### SET TASKS
1 > Answer these questions about the FP16 support thread, one line per answer, marked as the questions are:
(a) Which flag turns on fp16 in the benchmark?
(b) Which Cuda and cuDNN versions are needed for Volta GPU support?
(c) How many images/sec did the Volta DGX-1 run reach with fp16?
2 > Continue the FP16 support thread from its final sentence.

### PASSAGE
※

Skip to content
New issue

Have a question about this project? Sign up for a free GitHub account to open an issue and contact its maintainers and the community.

By clicking “Sign up for GitHub”, you agree to our terms of service and privacy statement. We’ll occasionally send you account related emails.

Already on GitHub? Sign in to your account

FP16 support in the benchmark #77

Closed
renganxu opened this issue Oct 31, 2017 · 24 comments
Closed

FP16 support in the benchmark #77

renganxu opened this issue Oct 31, 2017 · 24 comments

Comments

@renganxu
Copy link

Hi @tfboyd, I saw the benchmark has --use_fp16 flag now. So does the benchmark and the latest TensorFlow support FP16 now? Can we do the test on Volta GPUs? Thanks.

@tfboyd
Copy link
Member

tfboyd commented Oct 31, 2017

@reedwm is about to do another sync that will give you a version we know converges or that is what I think is true. I would wait for that and he is doing it very soon. What is there likely works but I would wait for this next sync.

@reedwm
Copy link
Member

reedwm commented Nov 7, 2017

We currently support fp16 with the --use_fp16 flag, and we support Volta GPUs if compiled with Cuda 9 and cuDNN 7. We are actively working on Volta performance. We will make an announcement when it is ready.

@gorogm
Copy link

gorogm commented Dec 4, 2017

@reedwm Do you think FP16 usage will have further improvements measured with V100, --use_fp16=True (with NVidia NGC docker image 17.12 based on TF 1.4, current benchmarks master)? Or is the current speed close to achiveable maximum? I don't measure much speedup over FP32, even thought V100 is said to have 8x TFLOPS in FP16 (https://www.nvidia.com/en-us/data-center/tesla-v100/). Any ideas? Thanks!

@reedwm
Copy link
Member

reedwm commented Dec 5, 2017

There should be a significant performance gain already. On a Volta DGX-1, with TensorFlow built from source at tensorflow/tensorflow@c9de8df, and on the head of the current benchmarks master, and the command

python tf_cnn_benchmarks.py --model=resnet50 --num_gpus=8 --use_tf_layers=false --use_fp16=$FP16

I get 3211.12 images/sec with fp16 and 1455.46 images/sec without fp16.

There will be further improvements to fp16 measured on V100, which we are currently working on. We still have many potential areas to optimize.

※

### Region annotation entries
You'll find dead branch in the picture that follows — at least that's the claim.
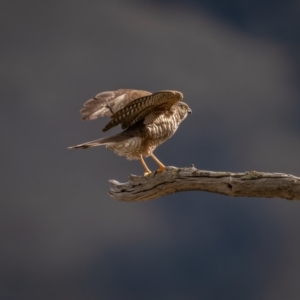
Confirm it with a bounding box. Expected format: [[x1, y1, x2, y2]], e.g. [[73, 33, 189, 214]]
[[109, 165, 300, 202]]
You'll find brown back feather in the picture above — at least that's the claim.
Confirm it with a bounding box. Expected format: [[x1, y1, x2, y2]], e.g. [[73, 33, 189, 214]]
[[103, 91, 183, 131], [80, 89, 151, 120]]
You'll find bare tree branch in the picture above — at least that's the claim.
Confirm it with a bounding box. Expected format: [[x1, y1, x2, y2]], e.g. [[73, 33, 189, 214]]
[[109, 165, 300, 202]]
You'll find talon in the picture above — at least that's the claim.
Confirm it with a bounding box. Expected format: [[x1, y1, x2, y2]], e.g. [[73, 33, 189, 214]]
[[155, 167, 166, 173]]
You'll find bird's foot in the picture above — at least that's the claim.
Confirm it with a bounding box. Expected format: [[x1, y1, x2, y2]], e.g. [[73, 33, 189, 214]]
[[155, 166, 166, 174]]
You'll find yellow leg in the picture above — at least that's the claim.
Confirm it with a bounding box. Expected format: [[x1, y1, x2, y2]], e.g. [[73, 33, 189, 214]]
[[150, 153, 166, 173], [139, 155, 152, 176]]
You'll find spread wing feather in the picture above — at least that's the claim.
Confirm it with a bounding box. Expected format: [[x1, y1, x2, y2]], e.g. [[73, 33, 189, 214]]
[[103, 91, 183, 131], [80, 89, 151, 120]]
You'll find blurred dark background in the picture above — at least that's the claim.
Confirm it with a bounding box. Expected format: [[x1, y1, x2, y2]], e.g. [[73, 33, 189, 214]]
[[0, 0, 300, 300]]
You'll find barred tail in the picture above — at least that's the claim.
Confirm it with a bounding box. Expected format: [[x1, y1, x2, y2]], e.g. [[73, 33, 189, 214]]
[[68, 134, 130, 149]]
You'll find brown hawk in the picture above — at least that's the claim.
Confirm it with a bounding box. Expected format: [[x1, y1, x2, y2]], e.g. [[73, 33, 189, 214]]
[[69, 89, 192, 175]]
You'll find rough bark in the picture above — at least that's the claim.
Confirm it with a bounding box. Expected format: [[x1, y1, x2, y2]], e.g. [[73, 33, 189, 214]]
[[109, 165, 300, 202]]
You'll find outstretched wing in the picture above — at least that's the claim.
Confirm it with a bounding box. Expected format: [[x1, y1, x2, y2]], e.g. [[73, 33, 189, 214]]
[[103, 91, 183, 131], [80, 89, 151, 120]]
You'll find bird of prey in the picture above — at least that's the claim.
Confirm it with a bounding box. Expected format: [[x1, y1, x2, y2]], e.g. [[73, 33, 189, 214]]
[[69, 89, 192, 176]]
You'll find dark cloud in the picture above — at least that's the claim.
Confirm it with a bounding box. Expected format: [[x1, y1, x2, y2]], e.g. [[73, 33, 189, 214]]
[[0, 0, 300, 300]]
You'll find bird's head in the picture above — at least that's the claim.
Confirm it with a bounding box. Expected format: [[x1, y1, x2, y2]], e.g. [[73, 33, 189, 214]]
[[176, 101, 192, 121]]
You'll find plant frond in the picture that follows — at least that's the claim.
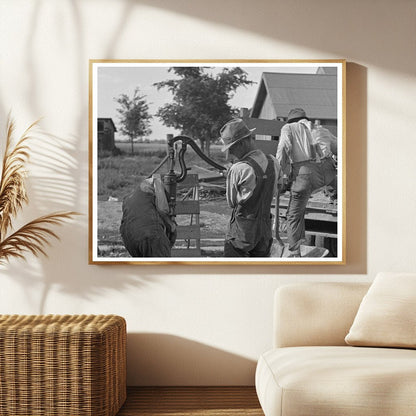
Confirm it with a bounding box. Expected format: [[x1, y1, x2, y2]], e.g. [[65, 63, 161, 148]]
[[0, 116, 38, 236], [0, 211, 79, 264]]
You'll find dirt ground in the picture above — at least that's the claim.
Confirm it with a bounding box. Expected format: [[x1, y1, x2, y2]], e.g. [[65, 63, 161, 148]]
[[97, 198, 231, 257]]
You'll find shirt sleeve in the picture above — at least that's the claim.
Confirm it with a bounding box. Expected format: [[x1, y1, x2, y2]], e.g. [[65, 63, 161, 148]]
[[226, 162, 256, 208], [276, 125, 292, 170]]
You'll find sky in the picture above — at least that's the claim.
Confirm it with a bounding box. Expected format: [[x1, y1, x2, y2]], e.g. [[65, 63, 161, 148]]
[[94, 63, 318, 140]]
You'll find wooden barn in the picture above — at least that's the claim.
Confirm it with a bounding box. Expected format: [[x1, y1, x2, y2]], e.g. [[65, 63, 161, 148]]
[[250, 68, 337, 138], [97, 118, 117, 151]]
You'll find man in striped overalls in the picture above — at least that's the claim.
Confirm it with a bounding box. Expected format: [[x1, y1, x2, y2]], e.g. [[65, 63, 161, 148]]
[[221, 119, 279, 257]]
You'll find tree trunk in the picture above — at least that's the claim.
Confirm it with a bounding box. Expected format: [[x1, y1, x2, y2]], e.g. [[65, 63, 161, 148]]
[[130, 136, 134, 155]]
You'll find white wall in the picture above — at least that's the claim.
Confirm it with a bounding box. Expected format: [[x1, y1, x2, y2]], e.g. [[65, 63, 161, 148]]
[[0, 0, 416, 385]]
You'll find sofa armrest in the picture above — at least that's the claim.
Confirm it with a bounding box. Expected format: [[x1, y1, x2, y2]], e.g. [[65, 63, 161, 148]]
[[273, 282, 370, 348]]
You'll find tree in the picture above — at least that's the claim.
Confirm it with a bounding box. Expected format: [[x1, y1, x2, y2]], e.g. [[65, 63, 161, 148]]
[[114, 87, 152, 154], [154, 67, 253, 155]]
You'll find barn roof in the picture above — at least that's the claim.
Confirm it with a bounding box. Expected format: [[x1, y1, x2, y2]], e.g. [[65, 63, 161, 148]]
[[98, 117, 117, 131], [251, 72, 337, 119]]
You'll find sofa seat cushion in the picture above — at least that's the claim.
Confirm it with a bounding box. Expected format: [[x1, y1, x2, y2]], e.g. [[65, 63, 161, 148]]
[[256, 346, 416, 416]]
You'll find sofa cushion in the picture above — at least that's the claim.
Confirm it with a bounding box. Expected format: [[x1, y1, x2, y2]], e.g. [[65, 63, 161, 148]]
[[345, 273, 416, 348], [256, 346, 416, 416]]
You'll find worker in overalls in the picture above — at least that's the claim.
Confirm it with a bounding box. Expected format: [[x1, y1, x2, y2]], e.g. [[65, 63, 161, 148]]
[[220, 119, 279, 257], [276, 108, 337, 257], [120, 175, 176, 257]]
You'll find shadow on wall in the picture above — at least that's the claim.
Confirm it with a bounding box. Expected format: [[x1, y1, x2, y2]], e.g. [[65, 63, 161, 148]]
[[127, 333, 256, 386], [132, 0, 415, 75]]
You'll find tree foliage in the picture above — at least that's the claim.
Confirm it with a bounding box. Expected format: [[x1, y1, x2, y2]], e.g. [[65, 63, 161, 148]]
[[154, 67, 253, 154], [114, 87, 152, 154]]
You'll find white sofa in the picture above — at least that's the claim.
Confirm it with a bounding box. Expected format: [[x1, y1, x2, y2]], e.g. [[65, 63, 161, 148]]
[[256, 276, 416, 416]]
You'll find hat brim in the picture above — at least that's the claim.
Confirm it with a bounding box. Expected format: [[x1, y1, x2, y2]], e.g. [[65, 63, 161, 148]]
[[219, 127, 256, 152]]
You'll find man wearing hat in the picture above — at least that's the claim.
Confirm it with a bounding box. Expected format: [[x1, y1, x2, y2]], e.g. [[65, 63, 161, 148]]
[[276, 108, 336, 257], [220, 118, 279, 257]]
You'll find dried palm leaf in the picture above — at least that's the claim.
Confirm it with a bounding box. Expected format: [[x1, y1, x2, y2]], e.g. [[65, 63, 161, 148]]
[[0, 211, 77, 264], [0, 117, 78, 264], [0, 117, 37, 236]]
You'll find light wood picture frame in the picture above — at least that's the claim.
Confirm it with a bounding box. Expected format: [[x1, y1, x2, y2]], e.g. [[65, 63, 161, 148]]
[[89, 59, 346, 266]]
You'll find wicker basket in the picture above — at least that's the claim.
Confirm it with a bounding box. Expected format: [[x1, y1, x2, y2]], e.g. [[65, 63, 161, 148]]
[[0, 315, 126, 416]]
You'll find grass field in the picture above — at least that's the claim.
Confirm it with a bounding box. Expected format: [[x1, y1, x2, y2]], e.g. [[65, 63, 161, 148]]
[[97, 143, 231, 257], [97, 143, 225, 201]]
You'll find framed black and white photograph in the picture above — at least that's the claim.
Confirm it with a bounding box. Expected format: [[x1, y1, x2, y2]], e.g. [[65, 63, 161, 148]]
[[89, 59, 346, 265]]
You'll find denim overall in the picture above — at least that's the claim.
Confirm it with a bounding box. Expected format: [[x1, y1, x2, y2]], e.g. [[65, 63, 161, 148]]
[[224, 156, 275, 257]]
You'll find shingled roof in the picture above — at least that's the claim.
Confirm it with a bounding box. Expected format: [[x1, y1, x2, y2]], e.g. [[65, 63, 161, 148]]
[[250, 72, 337, 120]]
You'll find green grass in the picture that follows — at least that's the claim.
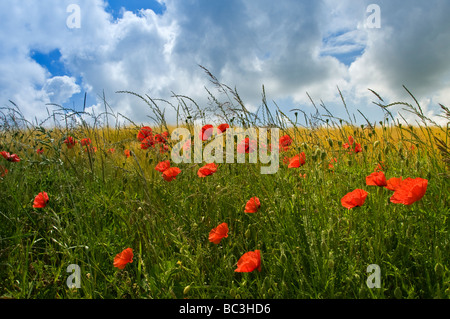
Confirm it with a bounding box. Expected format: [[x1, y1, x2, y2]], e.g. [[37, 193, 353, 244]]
[[0, 80, 450, 299]]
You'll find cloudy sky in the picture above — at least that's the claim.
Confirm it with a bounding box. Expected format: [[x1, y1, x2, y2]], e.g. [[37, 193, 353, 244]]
[[0, 0, 450, 127]]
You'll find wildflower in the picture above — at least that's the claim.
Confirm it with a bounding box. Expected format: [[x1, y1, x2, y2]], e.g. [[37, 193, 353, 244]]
[[234, 249, 261, 272], [208, 223, 228, 244], [385, 177, 402, 191], [328, 157, 337, 170], [341, 189, 368, 209], [0, 165, 8, 177], [33, 192, 49, 208], [113, 248, 133, 269], [279, 135, 292, 151], [200, 124, 214, 141], [163, 167, 181, 182], [0, 151, 20, 162], [155, 160, 170, 173], [137, 126, 153, 142], [366, 172, 387, 187], [217, 123, 230, 134], [390, 177, 428, 205], [80, 138, 91, 146], [288, 152, 306, 168], [237, 137, 256, 154], [197, 163, 217, 177], [244, 196, 261, 213], [64, 136, 77, 149], [141, 136, 155, 150]]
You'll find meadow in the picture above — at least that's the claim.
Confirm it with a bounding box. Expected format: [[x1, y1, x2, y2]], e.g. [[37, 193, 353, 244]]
[[0, 78, 450, 299]]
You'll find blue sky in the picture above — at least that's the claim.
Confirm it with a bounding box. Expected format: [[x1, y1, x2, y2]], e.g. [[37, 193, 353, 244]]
[[0, 0, 450, 127]]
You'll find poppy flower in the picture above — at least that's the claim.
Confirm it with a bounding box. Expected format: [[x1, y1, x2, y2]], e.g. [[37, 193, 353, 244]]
[[0, 165, 8, 177], [234, 249, 261, 272], [155, 160, 170, 173], [113, 248, 133, 269], [200, 124, 214, 141], [208, 223, 228, 244], [366, 172, 387, 187], [163, 167, 181, 182], [33, 192, 49, 208], [0, 151, 20, 162], [244, 196, 261, 213], [341, 189, 369, 209], [197, 163, 217, 177], [80, 138, 91, 146], [279, 135, 292, 151], [288, 152, 306, 168], [64, 136, 77, 149], [385, 177, 402, 191], [137, 126, 153, 142], [217, 123, 230, 134], [390, 177, 428, 205], [237, 137, 256, 154], [141, 136, 155, 150]]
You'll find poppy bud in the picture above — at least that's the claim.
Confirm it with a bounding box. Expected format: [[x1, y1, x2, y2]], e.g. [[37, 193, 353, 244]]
[[434, 263, 444, 277], [394, 287, 403, 299], [328, 138, 333, 147]]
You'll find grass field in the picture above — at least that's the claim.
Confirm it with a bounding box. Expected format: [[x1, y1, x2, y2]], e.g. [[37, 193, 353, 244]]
[[0, 80, 450, 299]]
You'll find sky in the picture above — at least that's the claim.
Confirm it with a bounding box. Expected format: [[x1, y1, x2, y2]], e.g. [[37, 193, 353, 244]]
[[0, 0, 450, 125]]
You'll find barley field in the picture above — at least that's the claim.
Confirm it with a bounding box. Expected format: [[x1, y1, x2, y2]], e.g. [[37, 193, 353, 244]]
[[0, 82, 450, 299]]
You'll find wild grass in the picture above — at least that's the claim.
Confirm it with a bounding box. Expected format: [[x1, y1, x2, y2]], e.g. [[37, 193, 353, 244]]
[[0, 69, 450, 299]]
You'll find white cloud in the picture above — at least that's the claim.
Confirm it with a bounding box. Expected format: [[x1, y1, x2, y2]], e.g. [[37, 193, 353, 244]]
[[0, 0, 450, 127]]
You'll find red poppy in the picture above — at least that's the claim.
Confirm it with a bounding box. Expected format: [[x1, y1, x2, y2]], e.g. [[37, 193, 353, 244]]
[[113, 248, 133, 269], [217, 123, 230, 134], [33, 192, 49, 208], [208, 223, 228, 244], [163, 167, 181, 182], [141, 136, 155, 150], [237, 137, 256, 154], [80, 138, 91, 146], [280, 135, 292, 151], [197, 163, 217, 177], [328, 157, 337, 169], [0, 151, 20, 162], [385, 177, 402, 191], [137, 126, 153, 142], [64, 136, 77, 149], [244, 196, 261, 213], [374, 162, 387, 172], [234, 249, 261, 272], [0, 165, 8, 177], [155, 160, 170, 173], [390, 177, 428, 205], [200, 124, 214, 141], [288, 152, 306, 168], [341, 189, 369, 209], [366, 172, 387, 187]]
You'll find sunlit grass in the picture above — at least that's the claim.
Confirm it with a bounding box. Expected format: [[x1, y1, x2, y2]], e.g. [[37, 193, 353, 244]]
[[0, 74, 450, 298]]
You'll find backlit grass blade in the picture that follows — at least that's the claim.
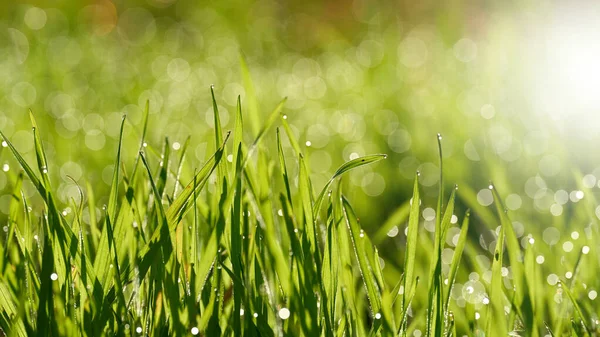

※

### SET OF ANSWERS
1 >
(a) --use_fp16
(b) Cuda 9 and cuDNN 7
(c) 3211.12 images/sec

2 >
What numbers are you getting and what commands are you running? Also, I'm not sure why tf_cnn_benchmarks is working on TF 1.4, because it currently requires the master branch. Can you try on master if possible (I don't know anything about NVidia NGC, and it requires an account to access information).

@gorogm
Copy link

gorogm commented Dec 6, 2017

Dear Reed, thanks for taking care! Meanwhile, I could reproduce similar results to yours, having around double FPS with FP16 than FP32 on V100. I really enjoyed working with this benchmark repo, thank you!

The difference was also around double between them when running also with --forward_only or with --fp16_vars. The product page (https://www.nvidia.com/en-us/data-center/tesla-v100/) mentions 8x difference between FP32 and FP16 TFLOPS. Do you think the 4x less difference hides in NVidia's different calculation of operations in the two precision and further SW optimizations?
Thanks!

@reedwm
Copy link
Member

reedwm commented Dec 7, 2017

@gorogm in practice, fp16 GPU operations are not 8x faster. For example, when running the tf.conv2d benchmark

import time
import tensorflow as tf


def main(_):
  num_warmup_iters = 10
  num_bench_iters = 1000
  type = tf.float32
  x = tf.Variable(tf.random_normal((128, 64, 55, 55), dtype=type))
  f = tf.Variable(tf.random_normal((3, 3, 64, 64), dtype=type))
  conv_op = tf.nn.conv2d(x, f, [1, 1, 1, 1], 'SAME', data_format='NCHW')
  with tf.Session():
    tf.global_variables_initializer().run()
    for _ in range(num_warmup_iters):
      conv_op.op.run()
    start = time.time()
    for _ in range(num_bench_iters):
      conv_op.op.run()
    elapsed = time.time() - start
    print('Time: %f' % elapsed)

if __name__ == '__main__':
  tf.app.run()

I get 2.635978 seconds. Changing the dtype to tf.float16 gets 1.302059 seconds.

I'm not entirely sure why that is, and I am not familiar with how GPUs work internally. We use NVidia's cuDNN library for tf.conv2d, so AFAIK there's not much we can do to improve the individual op's performance. Still, I am very pleased that fp16 is twice as performant.

There is a lot we can do to improve the overall performance of TensorFlow and tf_cnn_benchmarks, especially when using multiple GPUs and multiple hosts, which we are currently working on, so expect Volta fp32 performance to improve in the future. Some of these improvements will also affect fp32, so the difference between fp16 and fp32 performance might not drastically increase.

@gorogm
Copy link

gorogm commented Dec 7, 2017

Thank you!

@egborbe
Copy link

egborbe commented Jan 10, 2018

Hi @reedwm
I tried a very similar code to what you quoted and checked it with nvprof on a Titan V.
It turned out there were a lot of nchw-nhwc conversion calls even though the order was NCHW.
Do you happen to know why?
thanks

@ppwwyyxx
Copy link
Contributor

@egborbe cudnn has some of these conversions internally. It sometimes thinks nhwc is better.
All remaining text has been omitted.